(Data)

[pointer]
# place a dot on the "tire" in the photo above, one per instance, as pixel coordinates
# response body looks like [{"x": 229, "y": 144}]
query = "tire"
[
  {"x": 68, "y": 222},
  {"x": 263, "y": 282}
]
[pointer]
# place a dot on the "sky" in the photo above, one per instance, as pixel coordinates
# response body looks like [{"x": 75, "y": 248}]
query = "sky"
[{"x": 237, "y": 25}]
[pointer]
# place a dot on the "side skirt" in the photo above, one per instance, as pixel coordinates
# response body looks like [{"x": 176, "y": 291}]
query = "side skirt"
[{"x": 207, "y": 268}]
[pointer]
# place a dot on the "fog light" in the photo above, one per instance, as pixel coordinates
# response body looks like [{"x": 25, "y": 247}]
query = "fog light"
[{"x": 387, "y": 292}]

(End Data)

→ **Exercise**
After reading the entries above, state how many lines hold the word "response", with no text besides the number.

→ **Answer for this exercise**
4